(Work item): Your reply should reproduce each line below exactly and carry none of the pictures.

Saved entries
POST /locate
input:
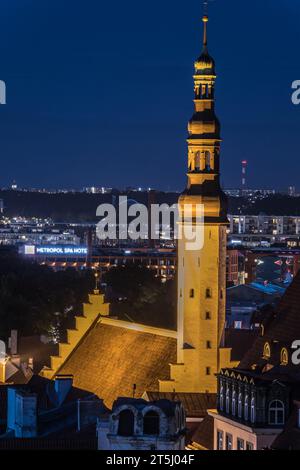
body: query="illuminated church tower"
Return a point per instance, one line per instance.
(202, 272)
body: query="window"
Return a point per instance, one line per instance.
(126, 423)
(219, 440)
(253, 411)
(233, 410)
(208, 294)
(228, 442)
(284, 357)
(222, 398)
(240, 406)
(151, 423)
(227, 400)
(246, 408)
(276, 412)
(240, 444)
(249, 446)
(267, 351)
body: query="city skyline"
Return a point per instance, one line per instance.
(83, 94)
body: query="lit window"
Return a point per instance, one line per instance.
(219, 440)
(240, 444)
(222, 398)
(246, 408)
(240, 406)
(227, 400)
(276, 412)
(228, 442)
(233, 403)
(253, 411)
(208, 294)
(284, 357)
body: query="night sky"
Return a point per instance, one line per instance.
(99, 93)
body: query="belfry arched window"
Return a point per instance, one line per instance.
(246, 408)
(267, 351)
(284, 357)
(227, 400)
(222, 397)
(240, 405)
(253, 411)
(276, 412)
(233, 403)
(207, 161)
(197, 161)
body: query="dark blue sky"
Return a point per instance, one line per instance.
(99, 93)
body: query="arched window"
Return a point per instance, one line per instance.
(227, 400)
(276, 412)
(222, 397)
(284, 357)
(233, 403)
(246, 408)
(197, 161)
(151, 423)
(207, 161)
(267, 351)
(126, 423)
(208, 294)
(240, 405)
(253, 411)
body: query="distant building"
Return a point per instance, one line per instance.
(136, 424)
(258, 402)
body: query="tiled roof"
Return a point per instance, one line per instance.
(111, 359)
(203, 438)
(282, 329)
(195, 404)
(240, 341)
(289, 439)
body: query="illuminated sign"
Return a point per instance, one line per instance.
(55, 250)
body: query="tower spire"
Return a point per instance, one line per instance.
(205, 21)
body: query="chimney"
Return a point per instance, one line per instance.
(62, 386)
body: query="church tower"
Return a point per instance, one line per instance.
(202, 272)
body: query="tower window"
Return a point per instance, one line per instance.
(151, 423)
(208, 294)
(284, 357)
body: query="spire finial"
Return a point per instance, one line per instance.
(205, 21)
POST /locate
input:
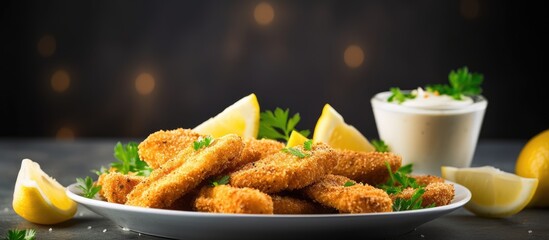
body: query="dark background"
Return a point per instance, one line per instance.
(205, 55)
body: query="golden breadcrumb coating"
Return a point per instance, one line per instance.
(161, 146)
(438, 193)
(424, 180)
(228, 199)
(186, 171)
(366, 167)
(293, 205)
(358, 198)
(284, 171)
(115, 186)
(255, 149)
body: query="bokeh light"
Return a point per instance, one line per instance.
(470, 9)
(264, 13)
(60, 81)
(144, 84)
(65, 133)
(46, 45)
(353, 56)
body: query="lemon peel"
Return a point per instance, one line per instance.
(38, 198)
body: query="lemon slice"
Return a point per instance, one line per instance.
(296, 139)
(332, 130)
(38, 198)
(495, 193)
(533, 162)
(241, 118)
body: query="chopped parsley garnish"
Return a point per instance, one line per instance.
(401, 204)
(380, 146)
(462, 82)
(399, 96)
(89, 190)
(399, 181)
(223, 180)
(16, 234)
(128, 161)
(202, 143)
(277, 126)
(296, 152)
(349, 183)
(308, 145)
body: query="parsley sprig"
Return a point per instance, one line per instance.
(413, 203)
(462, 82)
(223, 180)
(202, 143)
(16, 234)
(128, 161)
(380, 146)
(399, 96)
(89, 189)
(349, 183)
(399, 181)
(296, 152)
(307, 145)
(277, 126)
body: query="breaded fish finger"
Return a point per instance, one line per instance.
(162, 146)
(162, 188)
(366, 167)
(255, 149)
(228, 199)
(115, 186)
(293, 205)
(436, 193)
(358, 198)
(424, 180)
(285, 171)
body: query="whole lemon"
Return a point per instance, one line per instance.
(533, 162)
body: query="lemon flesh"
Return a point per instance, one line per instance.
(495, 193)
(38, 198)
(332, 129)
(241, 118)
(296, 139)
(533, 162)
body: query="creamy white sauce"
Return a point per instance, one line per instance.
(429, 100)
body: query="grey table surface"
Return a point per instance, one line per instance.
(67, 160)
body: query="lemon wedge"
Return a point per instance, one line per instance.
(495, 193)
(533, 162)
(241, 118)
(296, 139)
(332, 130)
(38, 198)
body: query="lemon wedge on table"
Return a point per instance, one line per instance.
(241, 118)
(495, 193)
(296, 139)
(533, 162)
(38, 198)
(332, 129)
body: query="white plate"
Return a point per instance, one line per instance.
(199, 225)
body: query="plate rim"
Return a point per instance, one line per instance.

(Output of the exercise):
POST /locate
input:
body: query="illuminated church tower"
Return a point per instance, one line per instance.
(202, 272)
body: query="window"
Return a point per instance, one line per instance.
(126, 423)
(219, 440)
(253, 411)
(233, 410)
(208, 294)
(228, 442)
(284, 357)
(222, 398)
(240, 406)
(151, 423)
(227, 400)
(246, 408)
(276, 412)
(240, 444)
(249, 446)
(267, 351)
body: query="city skyline"
Return a point per instance, one line per instance.
(83, 94)
body: query="lit window"
Return a point per instance, one line per instance.
(219, 440)
(240, 444)
(222, 398)
(246, 408)
(240, 406)
(227, 400)
(276, 412)
(228, 442)
(233, 403)
(253, 411)
(208, 294)
(284, 357)
body: query="night sky"
Return a point per instance, one line per instance.
(99, 93)
body: query="belfry arched window"
Return a point per instance, one line per instance.
(246, 408)
(267, 351)
(284, 357)
(227, 400)
(222, 397)
(240, 405)
(253, 411)
(276, 412)
(233, 403)
(207, 161)
(197, 161)
body: query="dark blue sky"
Return a point per instance, one line per instance.
(99, 93)
body: query="arched window"
Return a point per instance, one line per instance.
(227, 400)
(276, 412)
(222, 397)
(284, 357)
(233, 403)
(246, 408)
(197, 161)
(151, 423)
(207, 161)
(267, 351)
(126, 423)
(208, 294)
(240, 405)
(253, 411)
body: query="distant building"
Return a point per instance, one line per instance.
(136, 424)
(258, 402)
body: query="tiled roof"
Return a point per instance, one line per instance.
(111, 359)
(203, 438)
(282, 329)
(195, 404)
(240, 341)
(289, 439)
body: query="illuminated sign"
Return a point per instance, one line per instance.
(55, 250)
body: query="tower spire"
Return a point per instance, one line per instance.
(205, 21)
body: query="chimney"
Return a point per instance, one line per instance.
(62, 386)
body: query="church tower"
Return a point per instance, one line per instance.
(202, 272)
body: query="tower window"
Return a point per instance, one line per instance.
(151, 423)
(208, 294)
(284, 357)
body: query="spire finial"
Return a point per instance, one line per instance.
(205, 21)
POST /locate
input:
body: query="dark background"
Return a point per instance, one line per instance.
(205, 55)
body: query="golden breadcrumb coating"
Return a point per instance, one line per instance.
(161, 146)
(438, 193)
(424, 180)
(228, 199)
(186, 171)
(366, 167)
(293, 205)
(358, 198)
(284, 171)
(115, 186)
(255, 149)
body: query="bokeh light"
Return a point per instance, one line per instance.
(470, 9)
(264, 13)
(60, 81)
(144, 84)
(65, 133)
(46, 45)
(353, 56)
body: query="lemon peel"
Return a point per instance, one line per instance.
(38, 198)
body: query="lemon slice"
Return a point per instance, one line per instance.
(296, 139)
(332, 130)
(38, 198)
(495, 193)
(533, 162)
(241, 118)
body: query="chopped parsley garnish"
Return a point per instance, one line per instance.
(401, 204)
(380, 146)
(462, 82)
(399, 96)
(89, 190)
(399, 181)
(223, 180)
(16, 234)
(128, 161)
(202, 143)
(277, 126)
(296, 152)
(349, 183)
(308, 145)
body: query="parsley sprig"
Return a point per instance, one line per instance.
(413, 203)
(462, 82)
(223, 180)
(202, 143)
(16, 234)
(128, 161)
(380, 146)
(399, 96)
(89, 189)
(349, 183)
(399, 181)
(296, 152)
(307, 145)
(277, 126)
body: query="breaded fish finger"
Return a point per instance, one line per instance.
(162, 146)
(162, 188)
(366, 167)
(255, 149)
(228, 199)
(115, 186)
(293, 205)
(436, 193)
(358, 198)
(424, 180)
(285, 171)
body: query="whole lemon"
Return a point per instance, one line per instance.
(533, 162)
body: query="lemon flesh"
Return a point per instance, one line per instance.
(495, 193)
(38, 198)
(332, 129)
(241, 118)
(296, 139)
(533, 162)
body: query="creamy white sauce"
Return a point per instance, one line per instance.
(429, 100)
body: query="grey table surface"
Return a point per instance, one line per instance.
(67, 160)
body: query="lemon wedge"
Return a point per instance, one line per instance.
(495, 193)
(533, 162)
(241, 118)
(296, 139)
(332, 130)
(38, 198)
body: query="lemon wedge on table"
Return a point per instance, one line per instance.
(241, 118)
(495, 193)
(296, 139)
(533, 162)
(38, 198)
(332, 129)
body: query="white plate"
Return a point per instance, one line per instance.
(199, 225)
body: query="plate rim"
Return a point per instance, one line per instance.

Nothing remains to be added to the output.